■ Required action
Your reproduction of the entries should be exact and should contain no pictures.

(Saved entries)

· · · ·

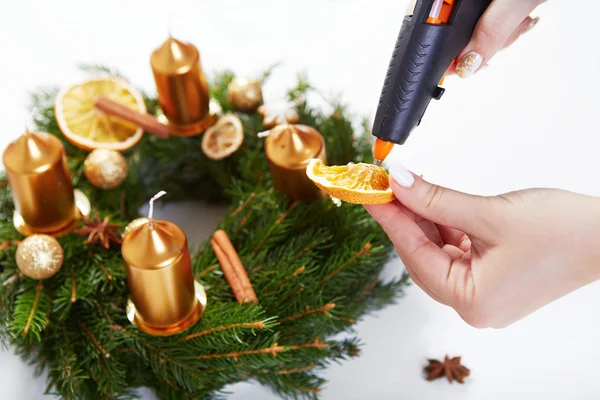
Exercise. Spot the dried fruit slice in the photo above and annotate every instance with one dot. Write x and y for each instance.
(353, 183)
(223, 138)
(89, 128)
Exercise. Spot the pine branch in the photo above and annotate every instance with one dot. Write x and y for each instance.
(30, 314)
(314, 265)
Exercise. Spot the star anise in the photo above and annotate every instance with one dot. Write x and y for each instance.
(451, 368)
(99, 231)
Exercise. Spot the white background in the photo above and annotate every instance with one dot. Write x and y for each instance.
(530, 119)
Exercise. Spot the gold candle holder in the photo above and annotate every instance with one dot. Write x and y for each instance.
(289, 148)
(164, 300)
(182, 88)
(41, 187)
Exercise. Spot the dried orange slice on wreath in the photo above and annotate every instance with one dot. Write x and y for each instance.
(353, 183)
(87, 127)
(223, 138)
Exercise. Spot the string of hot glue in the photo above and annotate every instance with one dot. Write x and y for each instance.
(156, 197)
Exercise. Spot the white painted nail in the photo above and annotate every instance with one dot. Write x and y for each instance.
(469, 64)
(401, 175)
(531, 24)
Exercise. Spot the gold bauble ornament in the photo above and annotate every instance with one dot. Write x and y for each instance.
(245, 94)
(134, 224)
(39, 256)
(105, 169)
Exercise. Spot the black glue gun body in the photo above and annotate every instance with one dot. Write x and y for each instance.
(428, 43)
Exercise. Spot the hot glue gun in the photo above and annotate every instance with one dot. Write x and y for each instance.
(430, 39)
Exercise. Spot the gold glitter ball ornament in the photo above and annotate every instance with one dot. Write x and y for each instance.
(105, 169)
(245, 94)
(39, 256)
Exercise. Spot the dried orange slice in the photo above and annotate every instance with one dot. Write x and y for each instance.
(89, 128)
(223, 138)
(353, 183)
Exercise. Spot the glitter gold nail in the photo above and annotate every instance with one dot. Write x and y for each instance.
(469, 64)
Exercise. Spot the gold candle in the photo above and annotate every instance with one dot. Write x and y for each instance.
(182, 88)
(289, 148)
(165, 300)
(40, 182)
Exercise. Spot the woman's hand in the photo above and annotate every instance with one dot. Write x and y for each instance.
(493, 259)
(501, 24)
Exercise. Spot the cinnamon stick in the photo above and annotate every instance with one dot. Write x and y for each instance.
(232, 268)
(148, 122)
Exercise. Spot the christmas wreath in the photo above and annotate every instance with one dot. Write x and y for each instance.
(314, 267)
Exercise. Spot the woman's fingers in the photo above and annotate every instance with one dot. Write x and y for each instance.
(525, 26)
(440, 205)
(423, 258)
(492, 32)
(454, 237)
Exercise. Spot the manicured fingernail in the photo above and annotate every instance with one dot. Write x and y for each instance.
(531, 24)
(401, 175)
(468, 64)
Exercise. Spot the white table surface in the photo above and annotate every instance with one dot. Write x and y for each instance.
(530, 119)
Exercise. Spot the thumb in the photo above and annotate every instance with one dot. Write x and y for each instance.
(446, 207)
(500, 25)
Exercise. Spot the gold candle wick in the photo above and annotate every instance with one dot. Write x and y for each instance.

· · · ·

■ Answer
Exercise. Spot the dried fruit slice in the photo above and annotate every instance with one dot. Write x and y for each instance.
(353, 183)
(223, 138)
(89, 128)
Exercise. Spot the pine branch in the photo above and annotate every instance with one dot. Write x and y for each instance.
(30, 314)
(314, 265)
Exercise. Spot the star anise in the photo above and annotate every instance with one dot. Write x and y for each instance.
(451, 368)
(99, 231)
Exercise. Spot the white background in the photo above and annotate every instance with one dot. Write x and y for each instance.
(530, 119)
Exercise. Spot the gold candle holder in the photo above and annotate every instance with one dot. Write x and y for each instance.
(289, 148)
(164, 300)
(182, 88)
(41, 187)
Exercise. Spot the dried orange slice on wreath in the photo above and annotate every instance with one dot. Write x and y for each instance.
(353, 183)
(87, 127)
(223, 138)
Exercise. Spot the string of hot glue in the photo above and annotate every instance with one dot. Write x and y for each instance.
(156, 197)
Exercise. Spot the white painted nail in the photo above and annotate every instance with one dot. Write x and y for each instance.
(469, 64)
(401, 175)
(531, 24)
Exercise. Spot the gold bauble ornament in the photo above and annotate every instance with one dot. Write x and y for each instance.
(245, 94)
(134, 224)
(39, 256)
(105, 169)
Exercise. Spot the black glue gun body in the photo above and annotate every instance with one dot. Write x and y for each instance.
(428, 43)
Exercise. Spot the hot glue gun in the photo above and annotate every instance with one dot. Write x and y for each instance.
(430, 39)
Exercise. Spot the gold glitter ball ornament in the photo above and annotate every instance with one dot. Write x and y for each instance.
(105, 169)
(245, 94)
(39, 256)
Exercise. Spot the dried orange slice in the photo above and annotate every instance with one dot. Write x and y for each instance.
(89, 128)
(223, 138)
(353, 183)
Exercise. Spot the glitter gold nail in the photo above and annotate every instance with one dot. Write x and y for each instance.
(469, 64)
Exercise. Spot the gold candle in the photo above and annotate every instance with one dot. Write x and y for each instance.
(182, 88)
(289, 148)
(165, 300)
(40, 182)
Exercise. Spot the woman's hand in the photo above and annotate every instance with one dot. Write x and y for each instance.
(493, 259)
(501, 24)
Exercise. Spot the cinnamon stick in the photo above and annotate every instance with one dot. Write x and y for each instance.
(232, 268)
(148, 122)
Exercise. Spot the christmas wreath in the photo above and annotate every instance with one dot. Write x and y for each instance.
(314, 267)
Exercise. Spot the woman's fingers in the photo above and annotate every instance with one dot. Write x and y for each instance.
(525, 26)
(440, 205)
(423, 258)
(492, 32)
(454, 237)
Exercise. Spot the manicured fingernail in the photo above and annotate every instance with one dot. Write x and y for each instance.
(531, 24)
(401, 175)
(468, 64)
Exercise. Spot the white table surface in the photo above and annotate every instance with one dot. Write x and y for each instance.
(530, 119)
Exercise. Spot the thumb in the photo above and annotate every instance with one dot. Write x and y for each instance.
(446, 207)
(500, 25)
Exercise. Spot the gold candle wick in the photo above and annotate every instance with one dot. Write x and y for each instance.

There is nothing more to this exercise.